Directions: Report every line of the records below that contains the word "petal", and copy each one in full. Case counts.

(Position annotation records)
⟨

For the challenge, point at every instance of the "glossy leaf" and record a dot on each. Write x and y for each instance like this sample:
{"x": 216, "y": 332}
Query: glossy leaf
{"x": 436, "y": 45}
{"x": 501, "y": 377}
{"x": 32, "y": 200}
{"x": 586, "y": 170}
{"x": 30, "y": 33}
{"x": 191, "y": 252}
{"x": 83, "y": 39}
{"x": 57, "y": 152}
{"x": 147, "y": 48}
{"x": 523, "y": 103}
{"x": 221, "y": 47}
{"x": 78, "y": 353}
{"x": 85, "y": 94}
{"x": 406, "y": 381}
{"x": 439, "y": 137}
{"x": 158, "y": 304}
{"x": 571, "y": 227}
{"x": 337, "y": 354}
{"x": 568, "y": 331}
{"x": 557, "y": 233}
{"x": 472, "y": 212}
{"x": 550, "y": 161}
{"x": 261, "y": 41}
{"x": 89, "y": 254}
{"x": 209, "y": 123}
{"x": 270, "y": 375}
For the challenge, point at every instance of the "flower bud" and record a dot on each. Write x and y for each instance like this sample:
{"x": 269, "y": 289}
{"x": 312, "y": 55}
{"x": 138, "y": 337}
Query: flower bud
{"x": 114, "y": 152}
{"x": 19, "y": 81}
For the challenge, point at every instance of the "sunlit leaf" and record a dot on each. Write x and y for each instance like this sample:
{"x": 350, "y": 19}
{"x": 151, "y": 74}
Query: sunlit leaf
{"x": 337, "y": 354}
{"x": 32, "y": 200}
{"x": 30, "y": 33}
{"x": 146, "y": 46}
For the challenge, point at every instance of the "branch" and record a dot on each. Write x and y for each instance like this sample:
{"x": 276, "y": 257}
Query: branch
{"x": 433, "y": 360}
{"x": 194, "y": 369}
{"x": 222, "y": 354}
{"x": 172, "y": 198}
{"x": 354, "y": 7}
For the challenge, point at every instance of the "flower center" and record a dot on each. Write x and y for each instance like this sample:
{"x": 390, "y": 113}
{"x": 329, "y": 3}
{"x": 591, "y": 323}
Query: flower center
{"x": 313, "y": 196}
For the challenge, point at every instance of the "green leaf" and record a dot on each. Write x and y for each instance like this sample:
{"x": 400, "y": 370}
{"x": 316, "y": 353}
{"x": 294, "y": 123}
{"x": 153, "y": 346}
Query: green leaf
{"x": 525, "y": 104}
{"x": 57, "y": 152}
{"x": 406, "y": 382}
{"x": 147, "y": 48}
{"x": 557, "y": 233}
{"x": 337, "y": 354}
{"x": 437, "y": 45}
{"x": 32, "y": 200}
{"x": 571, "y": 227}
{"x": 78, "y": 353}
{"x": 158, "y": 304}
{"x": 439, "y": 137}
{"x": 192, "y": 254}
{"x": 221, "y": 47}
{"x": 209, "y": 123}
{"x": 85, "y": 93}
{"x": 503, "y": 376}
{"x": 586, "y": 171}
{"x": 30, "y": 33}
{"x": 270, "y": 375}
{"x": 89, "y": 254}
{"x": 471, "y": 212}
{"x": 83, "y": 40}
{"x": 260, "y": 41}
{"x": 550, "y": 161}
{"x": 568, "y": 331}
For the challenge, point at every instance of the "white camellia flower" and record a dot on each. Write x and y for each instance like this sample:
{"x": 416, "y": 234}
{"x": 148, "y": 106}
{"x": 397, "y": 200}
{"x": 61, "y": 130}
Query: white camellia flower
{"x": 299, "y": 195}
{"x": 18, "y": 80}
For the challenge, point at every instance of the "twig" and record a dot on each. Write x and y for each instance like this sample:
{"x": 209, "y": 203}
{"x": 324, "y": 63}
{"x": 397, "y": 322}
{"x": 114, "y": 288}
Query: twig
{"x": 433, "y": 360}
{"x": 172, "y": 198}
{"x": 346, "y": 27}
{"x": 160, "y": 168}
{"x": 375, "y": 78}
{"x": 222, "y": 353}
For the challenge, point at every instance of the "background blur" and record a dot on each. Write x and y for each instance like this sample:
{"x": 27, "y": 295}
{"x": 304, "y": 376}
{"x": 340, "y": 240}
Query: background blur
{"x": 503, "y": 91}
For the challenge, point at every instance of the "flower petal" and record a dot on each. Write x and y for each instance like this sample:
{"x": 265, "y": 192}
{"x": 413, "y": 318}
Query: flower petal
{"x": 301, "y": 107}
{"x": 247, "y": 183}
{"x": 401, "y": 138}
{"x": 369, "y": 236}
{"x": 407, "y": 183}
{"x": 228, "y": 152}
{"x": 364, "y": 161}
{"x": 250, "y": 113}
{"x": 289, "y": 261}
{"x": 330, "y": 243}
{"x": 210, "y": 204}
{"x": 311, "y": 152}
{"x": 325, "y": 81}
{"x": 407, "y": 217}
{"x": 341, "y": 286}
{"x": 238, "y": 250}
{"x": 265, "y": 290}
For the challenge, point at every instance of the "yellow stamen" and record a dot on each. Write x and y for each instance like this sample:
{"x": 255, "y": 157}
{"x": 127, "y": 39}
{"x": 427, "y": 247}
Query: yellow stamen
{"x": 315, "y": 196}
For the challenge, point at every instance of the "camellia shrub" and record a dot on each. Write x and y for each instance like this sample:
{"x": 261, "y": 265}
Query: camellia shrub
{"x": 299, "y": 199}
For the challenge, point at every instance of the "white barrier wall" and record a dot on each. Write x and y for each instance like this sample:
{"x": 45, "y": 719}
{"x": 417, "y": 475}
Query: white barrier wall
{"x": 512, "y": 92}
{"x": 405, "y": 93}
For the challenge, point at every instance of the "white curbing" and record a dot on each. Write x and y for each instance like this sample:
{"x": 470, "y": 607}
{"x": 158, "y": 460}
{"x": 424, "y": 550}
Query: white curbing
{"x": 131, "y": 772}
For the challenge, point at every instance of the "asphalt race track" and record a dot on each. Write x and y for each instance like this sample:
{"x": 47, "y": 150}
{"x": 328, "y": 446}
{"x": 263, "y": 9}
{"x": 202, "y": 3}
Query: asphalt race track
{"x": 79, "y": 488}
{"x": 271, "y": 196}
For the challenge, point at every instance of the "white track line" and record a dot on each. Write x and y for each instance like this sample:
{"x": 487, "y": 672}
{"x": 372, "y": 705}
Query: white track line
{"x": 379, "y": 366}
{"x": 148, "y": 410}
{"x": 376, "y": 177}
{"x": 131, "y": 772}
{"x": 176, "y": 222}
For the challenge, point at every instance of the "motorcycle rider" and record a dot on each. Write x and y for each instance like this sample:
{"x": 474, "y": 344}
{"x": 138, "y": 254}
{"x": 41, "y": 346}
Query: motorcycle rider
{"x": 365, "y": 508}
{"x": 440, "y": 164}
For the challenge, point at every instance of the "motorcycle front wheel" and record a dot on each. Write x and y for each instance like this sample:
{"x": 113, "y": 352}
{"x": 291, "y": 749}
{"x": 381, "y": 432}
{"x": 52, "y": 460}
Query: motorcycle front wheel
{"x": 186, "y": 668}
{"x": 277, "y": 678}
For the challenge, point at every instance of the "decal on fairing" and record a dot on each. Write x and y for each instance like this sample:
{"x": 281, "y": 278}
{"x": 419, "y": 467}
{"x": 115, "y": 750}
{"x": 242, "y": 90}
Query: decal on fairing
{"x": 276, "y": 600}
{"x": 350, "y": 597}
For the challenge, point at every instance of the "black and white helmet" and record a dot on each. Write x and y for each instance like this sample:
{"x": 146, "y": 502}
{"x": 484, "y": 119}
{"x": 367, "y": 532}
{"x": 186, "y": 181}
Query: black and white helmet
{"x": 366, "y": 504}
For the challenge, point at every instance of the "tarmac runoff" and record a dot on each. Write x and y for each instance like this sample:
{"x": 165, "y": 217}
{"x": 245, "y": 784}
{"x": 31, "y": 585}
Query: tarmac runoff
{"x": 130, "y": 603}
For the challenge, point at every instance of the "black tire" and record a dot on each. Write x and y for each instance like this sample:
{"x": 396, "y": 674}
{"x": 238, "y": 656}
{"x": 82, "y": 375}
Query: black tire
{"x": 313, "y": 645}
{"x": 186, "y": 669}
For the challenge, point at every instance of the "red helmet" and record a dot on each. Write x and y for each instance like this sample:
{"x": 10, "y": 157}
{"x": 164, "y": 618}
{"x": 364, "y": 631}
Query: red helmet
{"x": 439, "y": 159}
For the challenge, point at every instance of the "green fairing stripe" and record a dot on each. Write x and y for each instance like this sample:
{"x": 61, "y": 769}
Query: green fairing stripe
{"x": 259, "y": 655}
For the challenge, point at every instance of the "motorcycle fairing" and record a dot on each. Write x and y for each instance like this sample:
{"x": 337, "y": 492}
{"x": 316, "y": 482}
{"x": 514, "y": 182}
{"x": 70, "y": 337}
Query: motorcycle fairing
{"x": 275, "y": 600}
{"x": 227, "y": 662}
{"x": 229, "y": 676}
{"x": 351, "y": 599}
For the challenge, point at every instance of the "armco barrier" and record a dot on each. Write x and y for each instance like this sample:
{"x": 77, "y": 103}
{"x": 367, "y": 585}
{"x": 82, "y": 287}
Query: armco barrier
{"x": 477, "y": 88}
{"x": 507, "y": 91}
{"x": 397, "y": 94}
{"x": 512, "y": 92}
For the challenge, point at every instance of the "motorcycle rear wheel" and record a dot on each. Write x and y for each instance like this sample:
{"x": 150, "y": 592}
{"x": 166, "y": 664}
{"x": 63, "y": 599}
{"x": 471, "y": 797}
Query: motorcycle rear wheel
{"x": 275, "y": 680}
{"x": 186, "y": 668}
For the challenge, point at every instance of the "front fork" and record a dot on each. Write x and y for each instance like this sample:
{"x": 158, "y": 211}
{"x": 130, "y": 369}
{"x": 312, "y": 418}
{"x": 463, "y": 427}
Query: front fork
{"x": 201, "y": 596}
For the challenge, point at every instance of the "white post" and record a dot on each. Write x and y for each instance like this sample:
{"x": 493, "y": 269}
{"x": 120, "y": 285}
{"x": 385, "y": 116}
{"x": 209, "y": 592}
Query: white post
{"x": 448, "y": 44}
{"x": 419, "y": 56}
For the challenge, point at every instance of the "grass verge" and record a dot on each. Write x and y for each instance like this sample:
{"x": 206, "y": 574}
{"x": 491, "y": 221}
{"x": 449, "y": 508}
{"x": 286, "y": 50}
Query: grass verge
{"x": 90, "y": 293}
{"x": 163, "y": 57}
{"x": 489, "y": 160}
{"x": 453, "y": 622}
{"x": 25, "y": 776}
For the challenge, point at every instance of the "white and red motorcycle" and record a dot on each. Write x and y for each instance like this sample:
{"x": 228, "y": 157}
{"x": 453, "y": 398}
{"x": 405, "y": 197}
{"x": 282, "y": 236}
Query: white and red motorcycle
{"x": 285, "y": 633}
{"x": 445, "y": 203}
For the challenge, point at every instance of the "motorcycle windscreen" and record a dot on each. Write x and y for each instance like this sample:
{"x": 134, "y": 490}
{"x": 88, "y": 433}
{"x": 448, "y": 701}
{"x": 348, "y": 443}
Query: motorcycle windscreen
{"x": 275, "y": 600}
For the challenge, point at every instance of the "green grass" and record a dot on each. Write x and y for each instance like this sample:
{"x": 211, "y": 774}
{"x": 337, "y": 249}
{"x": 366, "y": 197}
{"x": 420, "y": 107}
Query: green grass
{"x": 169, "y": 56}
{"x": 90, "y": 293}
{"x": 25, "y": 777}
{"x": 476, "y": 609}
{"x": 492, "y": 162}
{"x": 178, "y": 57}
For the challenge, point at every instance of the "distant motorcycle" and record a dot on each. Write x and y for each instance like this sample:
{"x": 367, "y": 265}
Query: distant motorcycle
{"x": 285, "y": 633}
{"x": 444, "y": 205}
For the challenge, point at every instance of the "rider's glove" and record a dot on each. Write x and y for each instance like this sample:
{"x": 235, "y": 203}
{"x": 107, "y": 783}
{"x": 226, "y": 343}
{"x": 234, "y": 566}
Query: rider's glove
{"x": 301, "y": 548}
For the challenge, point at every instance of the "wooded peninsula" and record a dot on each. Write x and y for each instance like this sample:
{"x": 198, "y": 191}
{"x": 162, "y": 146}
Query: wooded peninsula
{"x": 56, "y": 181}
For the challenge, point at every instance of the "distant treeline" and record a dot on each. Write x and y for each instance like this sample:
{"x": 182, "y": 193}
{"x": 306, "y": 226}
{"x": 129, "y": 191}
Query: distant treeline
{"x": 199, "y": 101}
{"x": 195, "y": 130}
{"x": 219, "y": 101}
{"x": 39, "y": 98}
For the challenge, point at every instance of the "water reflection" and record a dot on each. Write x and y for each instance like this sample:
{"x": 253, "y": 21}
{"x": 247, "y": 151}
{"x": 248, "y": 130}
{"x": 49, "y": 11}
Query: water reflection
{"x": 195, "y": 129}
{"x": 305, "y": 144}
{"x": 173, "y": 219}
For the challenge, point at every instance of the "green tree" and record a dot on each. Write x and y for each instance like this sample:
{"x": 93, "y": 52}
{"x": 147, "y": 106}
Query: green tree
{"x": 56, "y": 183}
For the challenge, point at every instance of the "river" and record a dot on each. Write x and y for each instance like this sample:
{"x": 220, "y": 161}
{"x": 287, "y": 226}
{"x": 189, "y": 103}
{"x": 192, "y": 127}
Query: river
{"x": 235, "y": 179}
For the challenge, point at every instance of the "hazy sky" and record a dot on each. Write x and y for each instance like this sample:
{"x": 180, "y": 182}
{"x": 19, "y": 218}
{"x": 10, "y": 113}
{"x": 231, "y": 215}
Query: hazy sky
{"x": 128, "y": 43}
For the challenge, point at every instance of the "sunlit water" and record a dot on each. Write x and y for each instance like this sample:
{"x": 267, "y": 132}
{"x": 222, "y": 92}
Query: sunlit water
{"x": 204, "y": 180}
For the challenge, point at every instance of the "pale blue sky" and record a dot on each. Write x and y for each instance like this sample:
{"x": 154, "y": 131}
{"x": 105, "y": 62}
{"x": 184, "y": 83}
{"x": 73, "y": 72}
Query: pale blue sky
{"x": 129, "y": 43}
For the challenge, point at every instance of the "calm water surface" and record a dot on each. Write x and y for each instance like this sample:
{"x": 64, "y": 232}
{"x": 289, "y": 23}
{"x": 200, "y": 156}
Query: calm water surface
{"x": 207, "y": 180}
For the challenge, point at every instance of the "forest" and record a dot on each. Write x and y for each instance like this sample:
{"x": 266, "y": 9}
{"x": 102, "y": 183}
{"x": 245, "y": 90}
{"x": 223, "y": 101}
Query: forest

⟩

Task solution:
For the challenge, point at every instance of the "flower petal" and record a dot on each. Write x and y for each instance like this sample:
Query: flower petal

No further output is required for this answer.